Things to do ::
A. In the disaster recovery excerpt below, why should the data recovery plan be tested more often? Answer in one to three sentences.
B. Based on the disaster recovery excerpt below, decide whether each statement agrees with it. Give yes or no for each, and quote the exact words of the excerpt that decide it.
(i) The data recovery plan should be tested less often than the rest of the disaster recovery procedure.
(ii) The communications plan covers responsibility and availability for the chosen form of communication.
(iii) Representatives of third parties should be kept out of the communication team.
C. Continue the disaster recovery excerpt below, starting after its final sentence.

Excerpt to read ::

Inside the plan — another plan
The data recovery plan is the core of the entire disaster recovery procedure, since without backed-up data — there will simply be nothing to work with.
Items in the sub-plan can correspond to a larger plan: recovery point and time, analysis of risks and weaknesses, storage method (cloud or physical media), etc. It is also better to test the data recovery plan more often because data is the essence of IT and it is key to any disaster response.
Always in touch
A critical component of the disaster recovery checklist is the communications plan.
This is a document that systematizes the information exchange, its type, time, and place. It includes the responsibility and availability for ensuring the chosen form of communication.
If this recovery requires working with big data, contact DATAFOREST, who specializes in this type of activity.
Debugging communications occur as in a normal project, with the only difference being that the implementation of the disaster recovery plan has the highest degree of urgency and responsibility. Therefore, the key contributors must be reliable and committed people, either already on the disaster recovery team or called upon as needed. If third parties are involved in the disaster recovery plan, you need to include their representatives in the communication team too.
Clear and understandable
When following the disaster recovery plan, key personnel and other members of the disaster response team should agree on how to communicate. This can be personal communication, a specially created telegram channel, or a Slack group, as long as this method is accessible and convenient for everyone. The quality of communication in a team must comply with the basic principles of information flow.
1. Accuracy of information communicated
2. Correspondence of the message with the meaning of the process
3. The impact of the received information on the actions of the recipient
When executing the disaster recovery testing checklist, there will not be much time for chatter, information that makes it difficult to understand the main meaning of the message, and redundancy (the size of the message) should be avoided. Information should be brief, relevant, accurate, and complete.

Rows ::
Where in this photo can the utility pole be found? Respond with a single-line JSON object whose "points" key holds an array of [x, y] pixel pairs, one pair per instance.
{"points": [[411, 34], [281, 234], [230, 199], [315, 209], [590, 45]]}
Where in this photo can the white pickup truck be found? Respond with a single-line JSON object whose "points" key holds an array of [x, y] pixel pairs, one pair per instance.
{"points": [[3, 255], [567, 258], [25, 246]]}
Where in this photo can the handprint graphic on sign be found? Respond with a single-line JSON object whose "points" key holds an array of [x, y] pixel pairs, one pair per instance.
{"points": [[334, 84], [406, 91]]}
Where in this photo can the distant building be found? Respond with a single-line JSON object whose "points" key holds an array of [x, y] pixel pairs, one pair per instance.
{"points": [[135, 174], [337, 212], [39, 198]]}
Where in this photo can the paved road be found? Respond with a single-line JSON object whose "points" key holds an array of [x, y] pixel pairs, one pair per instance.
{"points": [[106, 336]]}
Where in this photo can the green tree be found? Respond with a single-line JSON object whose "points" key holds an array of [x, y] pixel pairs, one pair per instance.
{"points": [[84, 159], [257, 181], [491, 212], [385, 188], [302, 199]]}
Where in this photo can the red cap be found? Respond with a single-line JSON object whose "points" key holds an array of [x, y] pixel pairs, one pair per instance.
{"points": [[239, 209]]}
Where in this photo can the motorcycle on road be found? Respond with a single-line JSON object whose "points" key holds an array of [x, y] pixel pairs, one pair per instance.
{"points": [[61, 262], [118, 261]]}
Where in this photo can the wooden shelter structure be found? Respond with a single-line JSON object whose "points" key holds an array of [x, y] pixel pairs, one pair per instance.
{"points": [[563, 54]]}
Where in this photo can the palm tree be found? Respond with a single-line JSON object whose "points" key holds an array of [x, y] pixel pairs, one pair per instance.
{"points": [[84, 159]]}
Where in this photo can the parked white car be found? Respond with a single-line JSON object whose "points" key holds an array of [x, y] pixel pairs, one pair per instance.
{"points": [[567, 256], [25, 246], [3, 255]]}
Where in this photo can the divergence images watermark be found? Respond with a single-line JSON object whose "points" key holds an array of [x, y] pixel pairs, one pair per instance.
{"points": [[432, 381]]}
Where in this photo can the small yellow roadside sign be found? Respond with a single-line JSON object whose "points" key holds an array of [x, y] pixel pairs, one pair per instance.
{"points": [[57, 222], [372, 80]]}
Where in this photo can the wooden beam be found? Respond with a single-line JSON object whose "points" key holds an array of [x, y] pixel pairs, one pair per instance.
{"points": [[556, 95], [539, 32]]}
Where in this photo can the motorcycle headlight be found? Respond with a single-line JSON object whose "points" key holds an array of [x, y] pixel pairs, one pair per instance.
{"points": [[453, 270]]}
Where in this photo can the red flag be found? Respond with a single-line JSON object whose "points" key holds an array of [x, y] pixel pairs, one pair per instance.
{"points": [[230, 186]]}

Results by task ::
A. The data recovery plan should be tested more often because data is the essence of IT and is key to any disaster response.

B.
(i) No: "It is also better to test the data recovery plan more often because data is the essence of IT and it is key to any disaster response."
(ii) Yes: "It includes the responsibility and availability for ensuring the chosen form of communication."
(iii) No: "If third parties are involved in the disaster recovery plan, you need to include their representatives in the communication team too."

C.
When to act quickly
To respond quickly during a crisis, the disaster recovery plan needs to stipulate an emergency alert system
- For the emergency team
- The rest of the company
- Relevant outsourced partners
- Appropriate suppliers
- Appropriate customers
Messages are transmitted in real-time: by calls, emails or text messages.
As part of a disaster recovery plan, emergency communication mechanisms should have up-to-date contact information and be tested periodically.
Practicing communication methods
Emergency communications during disaster recovery require certain skills, that is, it requires training. The procedure is as follows:
1. Analysis of needs and number of performers
2. Definition of executing technologies
3. Calculation of the transmission capacity of the system in an emergency
4. Database development and user training
5. Integration into the overall disaster recovery plan
Reconciliation of items with budgetary capacity is also necessary to determine whether third-party assistants are needed or if internal company reserves can be used.
Disaster recovery technical tools
There are two effective approaches to technically implementing disaster recovery: cloud and physical.
With the cloud, everything is clear — the "cast" is stored either on its own remote server or on a partner one. It is impossible to physically store data at the accident site, so a pre-prepared parallel infrastructure is needed. In this case, we are dealing with the distribution of data over different nodes, i.e. — replication.
There are two types of replication
- Passive — data modification occurs in the primary replica, and instructions are sent to a parallel structure, where calculations and changes take place. If the primary link fails with a short timeout, the passive replica turns on
- Active — modification occurs simultaneously in the primary and reserve structures. If the primary system fails, any of the active ones take over the load
Parallel infrastructure in the context of disaster recovery allows one to recover quickly and not think about the long-term rental of partner equipment or paying for a cloud service.
How to understand that normal operation has been restored?
When the disaster recovery plan has been fully (and successfully) executed, normal operation will have been restored. It's not necessarily the case that everything will be the same as before the crisis. The plan may have transferred data, relocated employees, or distributed work remotely, as well as implemented changes in the composition and functions of the team. But business operations will now be possible, whereas before, they were not.
Inspection of the scene of the tragedy
No one relishes this task.
Let's say you did a disaster recovery test that was so realistic that it was real. After you exhale and stop looking at your watch, the first thing you need to do is evaluate the consequences of the tragedy. Review all the points of the disaster recovery plan and test them for strength. You need to ask yourselves (honestly)
- What worked well?
- What could have been better?
- Where was the plan materially deficient?
- Did you need to relocate people/equipment?
- What are the recovery points and time metrics?
- Whether it is necessary to duplicate the infrastructure?
- How much will this project cost?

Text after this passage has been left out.